▸ **DATA EXCERPTS**:
====================

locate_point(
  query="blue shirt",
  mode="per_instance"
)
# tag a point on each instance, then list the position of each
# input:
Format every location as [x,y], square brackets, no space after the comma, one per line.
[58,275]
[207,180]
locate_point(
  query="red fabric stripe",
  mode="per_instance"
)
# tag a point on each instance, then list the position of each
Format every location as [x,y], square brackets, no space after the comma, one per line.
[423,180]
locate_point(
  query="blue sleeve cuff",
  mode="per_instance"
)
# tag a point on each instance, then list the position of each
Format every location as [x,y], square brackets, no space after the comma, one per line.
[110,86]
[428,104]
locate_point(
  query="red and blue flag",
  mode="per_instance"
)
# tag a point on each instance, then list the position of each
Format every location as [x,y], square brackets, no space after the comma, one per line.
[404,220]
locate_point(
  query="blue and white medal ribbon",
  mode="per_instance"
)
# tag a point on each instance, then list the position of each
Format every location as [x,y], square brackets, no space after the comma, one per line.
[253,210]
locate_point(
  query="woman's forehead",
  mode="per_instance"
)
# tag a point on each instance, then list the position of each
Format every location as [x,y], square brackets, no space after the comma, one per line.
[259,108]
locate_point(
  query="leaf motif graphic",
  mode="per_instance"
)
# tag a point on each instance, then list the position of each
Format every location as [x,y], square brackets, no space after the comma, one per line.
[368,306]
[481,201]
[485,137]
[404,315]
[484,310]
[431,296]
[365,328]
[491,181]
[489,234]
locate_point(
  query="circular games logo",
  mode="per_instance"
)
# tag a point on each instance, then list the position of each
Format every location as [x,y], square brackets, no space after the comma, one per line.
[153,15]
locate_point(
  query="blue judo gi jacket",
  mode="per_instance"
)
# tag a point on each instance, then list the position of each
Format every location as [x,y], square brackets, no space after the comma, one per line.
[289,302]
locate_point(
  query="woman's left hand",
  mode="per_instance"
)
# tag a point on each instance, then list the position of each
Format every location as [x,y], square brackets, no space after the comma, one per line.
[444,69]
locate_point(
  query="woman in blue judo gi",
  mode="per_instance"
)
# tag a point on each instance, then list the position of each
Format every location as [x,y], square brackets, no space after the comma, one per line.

====================

▸ **TASK PROMPT**:
Repeat the listing above without any change.

▸ **ANSWER**:
locate_point(
  query="blue shirt",
  mode="per_instance"
)
# tag a point on each instance, then list the position of each
# input:
Format every location as [x,y], square brackets, no space after the comma, one per line.
[58,275]
[207,180]
locate_point(
  query="red fabric stripe",
  mode="per_instance"
)
# tag a point on each instance, then list the position of each
Format every location as [x,y], square brackets, no space after the comma, one per line.
[423,180]
locate_point(
  query="blue sleeve cuff",
  mode="per_instance"
)
# tag a point on each instance, then list the position of each
Format every location as [x,y], square brackets, no space after the comma, one per line.
[110,86]
[428,104]
locate_point(
  query="red and blue flag",
  mode="per_instance"
)
# tag a point on each instance, then list the position of each
Format every location as [x,y], square brackets, no space after the comma, one per line.
[404,220]
locate_point(
  query="blue and white medal ribbon",
  mode="per_instance"
)
# tag a point on each instance, then list the position of each
Format every location as [x,y], square brackets, no space after the comma, one per line.
[253,210]
locate_point(
  query="woman's forehead",
  mode="per_instance"
)
# tag a point on each instance, then list the position of each
Format every location as [x,y], square brackets, no space after the comma, one per line.
[259,108]
locate_point(
  query="leaf motif graphic",
  mode="per_instance"
)
# tag a point on each instance, then list the position of each
Format every location as [x,y], square brackets, no space after the comma, one per line.
[368,306]
[481,201]
[485,137]
[404,315]
[484,310]
[431,296]
[365,328]
[491,181]
[489,234]
locate_point(
  query="circular games logo",
  mode="per_instance"
)
# tag a point on each instance, then list the position of each
Format every location as [x,y], square brackets, no space after the comma, one per line.
[153,15]
locate_point(
  query="blue judo gi jacket",
  mode="per_instance"
)
# tag a point on each instance, then list the position of each
Format every location as [x,y], square brackets, no space after the comma, one per line.
[289,302]
locate_point(
  query="woman's left hand",
  mode="per_instance"
)
# tag a point on each instance, then list the position of each
Format every location as [x,y], square brackets, no space after the comma, one per line.
[444,69]
locate_point(
  query="woman in blue judo gi",
  mode="per_instance"
)
# tag a point on each instance, then list the position of each
Format every location as [x,y], square brackets, no space after the comma, one per line.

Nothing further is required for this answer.